Problem to work on => Copy each line of the items below that contains the word "positive", leaving all other lines out.
** Exercise data follows **
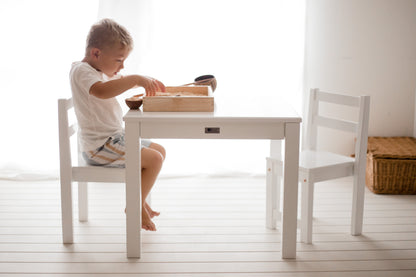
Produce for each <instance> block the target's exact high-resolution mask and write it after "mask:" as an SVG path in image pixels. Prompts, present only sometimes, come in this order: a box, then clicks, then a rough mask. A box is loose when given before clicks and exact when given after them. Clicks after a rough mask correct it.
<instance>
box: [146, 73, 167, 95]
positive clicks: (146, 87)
mask: <svg viewBox="0 0 416 277" xmlns="http://www.w3.org/2000/svg"><path fill="white" fill-rule="evenodd" d="M140 77H141V78H140V84H139V86H142V87H143V88H144V89H145V90H146V96H155V95H156V92H165V91H166V87H165V85H164V84H163V83H162V82H160V81H159V80H156V79H154V78H151V77H147V76H140Z"/></svg>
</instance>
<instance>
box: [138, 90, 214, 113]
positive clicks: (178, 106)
mask: <svg viewBox="0 0 416 277" xmlns="http://www.w3.org/2000/svg"><path fill="white" fill-rule="evenodd" d="M143 111H144V112H213V111H214V96H213V94H212V92H211V87H209V86H179V87H166V92H165V93H162V92H159V93H157V94H156V96H150V97H144V98H143Z"/></svg>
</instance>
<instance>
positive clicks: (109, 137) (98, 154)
mask: <svg viewBox="0 0 416 277" xmlns="http://www.w3.org/2000/svg"><path fill="white" fill-rule="evenodd" d="M151 143H152V141H151V140H148V139H142V140H141V147H142V148H143V147H149V146H150V144H151ZM125 153H126V146H125V142H124V134H116V135H114V136H111V137H109V138H108V139H107V141H106V142H105V143H104V144H103V145H102V146H100V147H98V148H97V149H95V150H92V151H86V152H82V156H83V157H84V159H85V161H86V162H87V163H88V164H89V165H97V166H105V167H118V168H124V167H125V162H126V161H125Z"/></svg>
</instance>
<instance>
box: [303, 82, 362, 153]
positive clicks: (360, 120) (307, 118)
mask: <svg viewBox="0 0 416 277" xmlns="http://www.w3.org/2000/svg"><path fill="white" fill-rule="evenodd" d="M320 103H329V104H336V105H342V106H347V107H353V108H356V110H357V115H358V116H357V118H358V119H357V120H352V121H351V120H344V119H340V118H339V117H338V118H337V117H332V116H327V115H322V114H321V113H320ZM369 110H370V96H350V95H342V94H335V93H329V92H323V91H320V90H319V89H311V91H310V95H309V111H308V117H307V123H306V124H307V125H306V137H305V138H306V143H305V149H309V150H316V148H317V137H318V127H326V128H331V129H337V130H342V131H346V132H351V133H354V134H355V137H356V143H355V151H354V152H355V156H356V159H360V158H361V159H362V158H363V157H360V153H366V152H367V139H368V121H369Z"/></svg>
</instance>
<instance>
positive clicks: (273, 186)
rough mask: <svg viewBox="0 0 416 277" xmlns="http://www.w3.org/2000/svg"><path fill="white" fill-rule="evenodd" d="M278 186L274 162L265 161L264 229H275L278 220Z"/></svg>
mask: <svg viewBox="0 0 416 277" xmlns="http://www.w3.org/2000/svg"><path fill="white" fill-rule="evenodd" d="M279 210H280V185H279V177H278V175H277V170H276V166H275V164H274V162H273V161H272V160H270V159H267V170H266V227H267V228H269V229H276V227H277V220H279V218H280V213H279Z"/></svg>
** End of Exercise data **
Result below =>
positive clicks: (146, 87)
positive clicks: (178, 106)
positive clicks: (109, 137) (98, 154)
positive clicks: (360, 120) (307, 118)
positive clicks: (273, 186)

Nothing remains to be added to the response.